-- STORED ROWS start --
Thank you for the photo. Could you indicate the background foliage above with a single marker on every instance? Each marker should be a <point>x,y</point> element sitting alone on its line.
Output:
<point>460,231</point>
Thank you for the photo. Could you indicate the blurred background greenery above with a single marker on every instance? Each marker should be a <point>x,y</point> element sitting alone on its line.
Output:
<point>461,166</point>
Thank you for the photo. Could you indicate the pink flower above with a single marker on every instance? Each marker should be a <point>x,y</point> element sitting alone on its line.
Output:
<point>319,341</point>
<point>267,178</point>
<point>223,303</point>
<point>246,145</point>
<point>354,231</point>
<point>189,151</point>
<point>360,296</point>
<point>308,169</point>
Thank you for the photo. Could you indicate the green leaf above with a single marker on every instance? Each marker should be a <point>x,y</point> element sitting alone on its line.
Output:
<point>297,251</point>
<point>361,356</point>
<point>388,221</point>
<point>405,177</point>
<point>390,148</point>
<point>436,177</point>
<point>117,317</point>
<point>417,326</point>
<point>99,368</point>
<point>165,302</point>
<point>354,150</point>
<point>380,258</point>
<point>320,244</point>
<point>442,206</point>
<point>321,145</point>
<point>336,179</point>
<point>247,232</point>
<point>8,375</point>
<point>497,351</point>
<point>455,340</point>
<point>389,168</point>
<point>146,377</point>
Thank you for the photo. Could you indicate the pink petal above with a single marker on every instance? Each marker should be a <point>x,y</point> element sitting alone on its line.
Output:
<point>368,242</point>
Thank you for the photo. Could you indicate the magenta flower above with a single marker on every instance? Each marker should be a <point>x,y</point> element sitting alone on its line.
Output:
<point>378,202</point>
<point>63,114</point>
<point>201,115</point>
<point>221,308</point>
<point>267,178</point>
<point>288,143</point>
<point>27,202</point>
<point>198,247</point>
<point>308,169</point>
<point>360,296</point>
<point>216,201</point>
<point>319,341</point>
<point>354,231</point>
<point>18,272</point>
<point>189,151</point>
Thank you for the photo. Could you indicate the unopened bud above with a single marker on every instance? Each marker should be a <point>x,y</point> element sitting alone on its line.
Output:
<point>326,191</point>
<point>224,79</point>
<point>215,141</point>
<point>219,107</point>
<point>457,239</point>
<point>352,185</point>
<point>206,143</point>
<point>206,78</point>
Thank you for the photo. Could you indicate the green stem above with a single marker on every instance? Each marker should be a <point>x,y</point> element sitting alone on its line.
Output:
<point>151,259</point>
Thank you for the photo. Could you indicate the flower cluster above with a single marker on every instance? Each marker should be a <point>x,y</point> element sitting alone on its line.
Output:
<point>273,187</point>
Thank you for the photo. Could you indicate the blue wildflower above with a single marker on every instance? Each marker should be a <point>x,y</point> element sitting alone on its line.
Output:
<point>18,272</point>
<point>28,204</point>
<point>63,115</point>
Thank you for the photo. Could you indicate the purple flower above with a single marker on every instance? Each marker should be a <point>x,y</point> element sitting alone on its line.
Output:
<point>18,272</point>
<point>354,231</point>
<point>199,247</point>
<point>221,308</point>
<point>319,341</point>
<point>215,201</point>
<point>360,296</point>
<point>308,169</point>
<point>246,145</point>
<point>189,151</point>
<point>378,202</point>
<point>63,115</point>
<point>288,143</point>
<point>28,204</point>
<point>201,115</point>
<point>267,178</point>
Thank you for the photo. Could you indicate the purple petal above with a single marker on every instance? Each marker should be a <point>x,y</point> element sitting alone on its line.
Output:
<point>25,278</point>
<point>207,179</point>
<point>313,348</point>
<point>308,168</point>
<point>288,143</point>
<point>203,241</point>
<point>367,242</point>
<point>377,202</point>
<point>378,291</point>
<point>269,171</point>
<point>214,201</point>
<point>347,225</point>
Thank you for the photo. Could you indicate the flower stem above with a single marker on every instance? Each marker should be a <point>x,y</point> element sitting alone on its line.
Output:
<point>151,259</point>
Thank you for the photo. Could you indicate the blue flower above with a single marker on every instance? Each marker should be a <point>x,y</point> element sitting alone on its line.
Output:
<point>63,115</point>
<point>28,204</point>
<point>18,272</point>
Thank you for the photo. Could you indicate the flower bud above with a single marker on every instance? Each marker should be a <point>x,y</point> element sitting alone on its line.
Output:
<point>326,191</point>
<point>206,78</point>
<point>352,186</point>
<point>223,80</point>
-- STORED ROWS end --
*EXERCISE BRIEF*
Convert the material, from its first line through the line containing "<point>461,166</point>", into a JSON list of strings with one string per line, skipping any blank lines.

*RESPONSE TO THIS EXERCISE*
[
  "Thank you for the photo. Could you indicate the background foliage above with a single marker on every instance? Each marker should be a <point>x,y</point> element sitting alone on its line.",
  "Output:",
  "<point>460,231</point>",
  "Thank you for the photo. Could you indicate the blurred background greenery above with a single marker on every instance? Each marker should be a <point>x,y</point> element sitting alone on its line.",
  "Output:",
  "<point>461,166</point>"
]